• _Data in this exercise_

####################

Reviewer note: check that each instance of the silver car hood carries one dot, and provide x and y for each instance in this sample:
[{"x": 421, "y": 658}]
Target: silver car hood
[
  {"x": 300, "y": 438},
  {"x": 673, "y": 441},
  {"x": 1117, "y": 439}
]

####################

• _Exercise directions_
Each record above, from first to last, should be written out again exactly.

• _Response area_
Reviewer note: check that each instance of the silver car hood carries one dot, and provide x and y for each instance in this sample:
[{"x": 421, "y": 658}]
Target: silver car hood
[
  {"x": 300, "y": 438},
  {"x": 673, "y": 441},
  {"x": 1117, "y": 439}
]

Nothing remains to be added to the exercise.